— BEGIN Available data —

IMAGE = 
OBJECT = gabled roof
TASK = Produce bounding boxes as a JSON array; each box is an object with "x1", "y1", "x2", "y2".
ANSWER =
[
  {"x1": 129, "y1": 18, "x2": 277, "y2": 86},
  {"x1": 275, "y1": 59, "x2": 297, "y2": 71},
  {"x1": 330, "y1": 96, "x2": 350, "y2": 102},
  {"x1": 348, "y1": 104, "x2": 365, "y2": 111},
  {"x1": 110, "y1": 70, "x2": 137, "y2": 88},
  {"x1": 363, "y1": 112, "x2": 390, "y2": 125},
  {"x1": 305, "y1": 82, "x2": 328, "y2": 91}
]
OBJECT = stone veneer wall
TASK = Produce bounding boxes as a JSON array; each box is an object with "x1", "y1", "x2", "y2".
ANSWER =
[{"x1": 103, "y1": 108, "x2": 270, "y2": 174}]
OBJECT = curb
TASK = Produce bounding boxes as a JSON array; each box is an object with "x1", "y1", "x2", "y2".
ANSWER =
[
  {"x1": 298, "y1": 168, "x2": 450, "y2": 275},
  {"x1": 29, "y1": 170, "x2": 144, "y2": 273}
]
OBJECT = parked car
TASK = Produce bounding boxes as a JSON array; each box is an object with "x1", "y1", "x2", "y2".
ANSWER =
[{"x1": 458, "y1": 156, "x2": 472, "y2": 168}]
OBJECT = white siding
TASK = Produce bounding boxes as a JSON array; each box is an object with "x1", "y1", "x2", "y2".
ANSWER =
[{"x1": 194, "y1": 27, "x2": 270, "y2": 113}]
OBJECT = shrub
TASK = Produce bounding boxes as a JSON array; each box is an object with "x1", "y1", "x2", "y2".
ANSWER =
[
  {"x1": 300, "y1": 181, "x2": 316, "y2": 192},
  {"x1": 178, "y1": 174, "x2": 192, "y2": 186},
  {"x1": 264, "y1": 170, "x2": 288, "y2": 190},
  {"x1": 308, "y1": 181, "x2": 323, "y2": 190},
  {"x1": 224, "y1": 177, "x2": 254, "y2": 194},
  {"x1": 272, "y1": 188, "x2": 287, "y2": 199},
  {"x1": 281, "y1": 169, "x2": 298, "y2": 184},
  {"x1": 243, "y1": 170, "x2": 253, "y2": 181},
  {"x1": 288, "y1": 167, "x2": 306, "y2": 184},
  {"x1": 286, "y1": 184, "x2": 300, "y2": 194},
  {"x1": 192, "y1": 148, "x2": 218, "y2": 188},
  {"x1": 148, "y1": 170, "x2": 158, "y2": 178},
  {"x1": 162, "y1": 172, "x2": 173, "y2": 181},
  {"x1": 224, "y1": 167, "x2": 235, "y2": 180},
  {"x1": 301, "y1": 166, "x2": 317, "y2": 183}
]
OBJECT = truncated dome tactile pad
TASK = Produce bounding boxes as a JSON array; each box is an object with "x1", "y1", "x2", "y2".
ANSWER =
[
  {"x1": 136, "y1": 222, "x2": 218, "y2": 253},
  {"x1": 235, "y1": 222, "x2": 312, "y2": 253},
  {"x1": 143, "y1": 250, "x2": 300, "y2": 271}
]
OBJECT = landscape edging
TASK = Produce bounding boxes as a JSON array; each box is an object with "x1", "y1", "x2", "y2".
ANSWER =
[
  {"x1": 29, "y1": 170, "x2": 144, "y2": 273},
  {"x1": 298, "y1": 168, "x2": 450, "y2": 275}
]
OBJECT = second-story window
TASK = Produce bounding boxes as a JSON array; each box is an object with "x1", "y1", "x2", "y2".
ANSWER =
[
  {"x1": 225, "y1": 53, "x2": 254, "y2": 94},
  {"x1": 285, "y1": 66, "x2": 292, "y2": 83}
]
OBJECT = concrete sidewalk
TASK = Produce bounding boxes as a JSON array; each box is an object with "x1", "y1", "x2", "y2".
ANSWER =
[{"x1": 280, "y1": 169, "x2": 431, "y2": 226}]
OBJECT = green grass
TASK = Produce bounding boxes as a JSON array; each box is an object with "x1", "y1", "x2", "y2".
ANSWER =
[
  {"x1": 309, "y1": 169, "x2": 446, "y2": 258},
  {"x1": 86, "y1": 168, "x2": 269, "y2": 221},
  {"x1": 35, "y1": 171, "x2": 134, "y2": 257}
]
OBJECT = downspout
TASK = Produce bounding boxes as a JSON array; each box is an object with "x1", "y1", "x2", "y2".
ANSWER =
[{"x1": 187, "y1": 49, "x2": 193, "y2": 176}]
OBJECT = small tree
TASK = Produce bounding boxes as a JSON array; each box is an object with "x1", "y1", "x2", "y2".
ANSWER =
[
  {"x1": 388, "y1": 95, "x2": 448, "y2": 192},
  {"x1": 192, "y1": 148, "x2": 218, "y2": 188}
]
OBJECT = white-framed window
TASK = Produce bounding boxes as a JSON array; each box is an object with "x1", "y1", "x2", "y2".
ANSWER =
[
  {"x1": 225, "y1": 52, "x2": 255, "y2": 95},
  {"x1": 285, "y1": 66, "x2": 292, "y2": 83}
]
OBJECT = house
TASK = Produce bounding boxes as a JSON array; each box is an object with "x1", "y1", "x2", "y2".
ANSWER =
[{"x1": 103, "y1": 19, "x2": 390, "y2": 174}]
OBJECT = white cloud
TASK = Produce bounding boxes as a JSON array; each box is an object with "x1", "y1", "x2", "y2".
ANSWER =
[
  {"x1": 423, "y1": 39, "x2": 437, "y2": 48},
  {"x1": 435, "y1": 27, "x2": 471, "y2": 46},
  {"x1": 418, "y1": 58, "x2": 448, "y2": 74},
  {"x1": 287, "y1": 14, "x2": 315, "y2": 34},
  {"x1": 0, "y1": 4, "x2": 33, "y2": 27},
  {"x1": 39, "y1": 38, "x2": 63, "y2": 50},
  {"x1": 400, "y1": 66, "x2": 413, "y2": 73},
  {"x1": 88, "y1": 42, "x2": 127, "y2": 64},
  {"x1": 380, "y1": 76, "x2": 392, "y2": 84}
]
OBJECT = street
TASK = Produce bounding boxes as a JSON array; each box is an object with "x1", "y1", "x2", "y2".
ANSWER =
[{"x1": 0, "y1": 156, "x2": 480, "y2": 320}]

— END Available data —

● **Work instructions**
Type the material above out again, exactly.

● **Exercise solution**
IMAGE = 
OBJECT = gabled roof
TASK = Produce bounding boxes as a JSON array; each box is an object with "x1", "y1", "x2", "y2".
ANSWER =
[
  {"x1": 129, "y1": 18, "x2": 277, "y2": 86},
  {"x1": 275, "y1": 59, "x2": 297, "y2": 71},
  {"x1": 330, "y1": 96, "x2": 350, "y2": 102},
  {"x1": 348, "y1": 104, "x2": 365, "y2": 111},
  {"x1": 110, "y1": 70, "x2": 137, "y2": 88},
  {"x1": 363, "y1": 112, "x2": 390, "y2": 125},
  {"x1": 305, "y1": 82, "x2": 328, "y2": 91}
]
OBJECT = stone veneer wall
TASK = Produce bounding boxes as a JSON array; each box is an object with "x1", "y1", "x2", "y2".
ANSWER =
[{"x1": 103, "y1": 108, "x2": 270, "y2": 174}]
OBJECT = curb
TASK = Produce bounding boxes as a JSON array; each box is an object with "x1", "y1", "x2", "y2".
ANSWER =
[
  {"x1": 298, "y1": 168, "x2": 450, "y2": 275},
  {"x1": 29, "y1": 170, "x2": 144, "y2": 273}
]
OBJECT = parked car
TASK = Produce bounding boxes as a JSON array; each box is an object with "x1", "y1", "x2", "y2".
ANSWER =
[{"x1": 458, "y1": 156, "x2": 472, "y2": 168}]
OBJECT = white siding
TASK = Produce bounding boxes as a JSON array; each box is an object with "x1", "y1", "x2", "y2".
ANSWER =
[{"x1": 194, "y1": 27, "x2": 270, "y2": 113}]
OBJECT = shrub
TASK = Produce bounding boxes as a JSON array; each box is an object with "x1", "y1", "x2", "y2".
ANSWER =
[
  {"x1": 300, "y1": 181, "x2": 316, "y2": 192},
  {"x1": 178, "y1": 174, "x2": 192, "y2": 186},
  {"x1": 264, "y1": 170, "x2": 288, "y2": 190},
  {"x1": 308, "y1": 181, "x2": 323, "y2": 190},
  {"x1": 224, "y1": 177, "x2": 254, "y2": 194},
  {"x1": 272, "y1": 188, "x2": 287, "y2": 199},
  {"x1": 281, "y1": 169, "x2": 298, "y2": 184},
  {"x1": 243, "y1": 170, "x2": 253, "y2": 181},
  {"x1": 288, "y1": 167, "x2": 306, "y2": 184},
  {"x1": 286, "y1": 184, "x2": 300, "y2": 194},
  {"x1": 192, "y1": 148, "x2": 218, "y2": 188},
  {"x1": 148, "y1": 170, "x2": 158, "y2": 178},
  {"x1": 162, "y1": 172, "x2": 173, "y2": 181},
  {"x1": 224, "y1": 167, "x2": 235, "y2": 180},
  {"x1": 301, "y1": 166, "x2": 317, "y2": 183}
]
OBJECT = truncated dome tactile pad
TASK = Produce bounding boxes as a JSON array; each box is an object with "x1", "y1", "x2", "y2".
ANSWER =
[
  {"x1": 136, "y1": 222, "x2": 218, "y2": 253},
  {"x1": 235, "y1": 222, "x2": 312, "y2": 253},
  {"x1": 143, "y1": 250, "x2": 300, "y2": 271}
]
OBJECT = landscape edging
TASK = Produce bounding boxes as a JSON array; each box is an object with "x1", "y1", "x2", "y2".
ANSWER =
[
  {"x1": 29, "y1": 170, "x2": 144, "y2": 273},
  {"x1": 298, "y1": 168, "x2": 450, "y2": 275}
]
OBJECT = second-story window
TASK = Produce bounding boxes as a JSON array; each box is an object with "x1", "y1", "x2", "y2".
ANSWER =
[
  {"x1": 225, "y1": 53, "x2": 254, "y2": 94},
  {"x1": 285, "y1": 66, "x2": 292, "y2": 83}
]
OBJECT = concrete sidewalk
TASK = Produce bounding boxes as a JSON array; each box is an object with "x1", "y1", "x2", "y2".
ANSWER =
[{"x1": 280, "y1": 169, "x2": 431, "y2": 226}]
OBJECT = green grass
TASK = Produce bounding boxes as a JSON array; each box is an object with "x1", "y1", "x2", "y2".
ANSWER =
[
  {"x1": 309, "y1": 169, "x2": 446, "y2": 258},
  {"x1": 86, "y1": 168, "x2": 269, "y2": 221},
  {"x1": 35, "y1": 171, "x2": 134, "y2": 257}
]
OBJECT = downspout
TASK = Produce bounding boxes as a JSON array; each box is an object with "x1", "y1", "x2", "y2".
ANSWER =
[{"x1": 187, "y1": 49, "x2": 193, "y2": 176}]
OBJECT = small tree
TASK = Produce bounding boxes as a JSON array; each box is an object with "x1", "y1", "x2", "y2".
ANSWER =
[
  {"x1": 388, "y1": 95, "x2": 448, "y2": 192},
  {"x1": 192, "y1": 148, "x2": 218, "y2": 188}
]
OBJECT = white-framed window
TASK = Produce bounding boxes as a JSON array; each box is an object with "x1", "y1", "x2", "y2".
ANSWER =
[
  {"x1": 225, "y1": 52, "x2": 255, "y2": 95},
  {"x1": 285, "y1": 66, "x2": 292, "y2": 83}
]
OBJECT = house
TASK = Produce bounding boxes as a JSON array; each box is an object with "x1", "y1", "x2", "y2".
ANSWER =
[{"x1": 103, "y1": 19, "x2": 390, "y2": 174}]
OBJECT = white cloud
TASK = Produce bounding boxes as a JSON array; each box is an object with "x1", "y1", "x2", "y2".
ANSWER =
[
  {"x1": 423, "y1": 39, "x2": 437, "y2": 48},
  {"x1": 435, "y1": 27, "x2": 471, "y2": 46},
  {"x1": 418, "y1": 58, "x2": 448, "y2": 74},
  {"x1": 287, "y1": 14, "x2": 315, "y2": 34},
  {"x1": 0, "y1": 4, "x2": 33, "y2": 27},
  {"x1": 39, "y1": 38, "x2": 63, "y2": 50},
  {"x1": 400, "y1": 66, "x2": 413, "y2": 73},
  {"x1": 88, "y1": 42, "x2": 127, "y2": 64},
  {"x1": 380, "y1": 76, "x2": 392, "y2": 84}
]
OBJECT = street
TASK = Produce bounding boxes as a JSON array; each box is an object with "x1", "y1", "x2", "y2".
ANSWER =
[{"x1": 0, "y1": 156, "x2": 480, "y2": 320}]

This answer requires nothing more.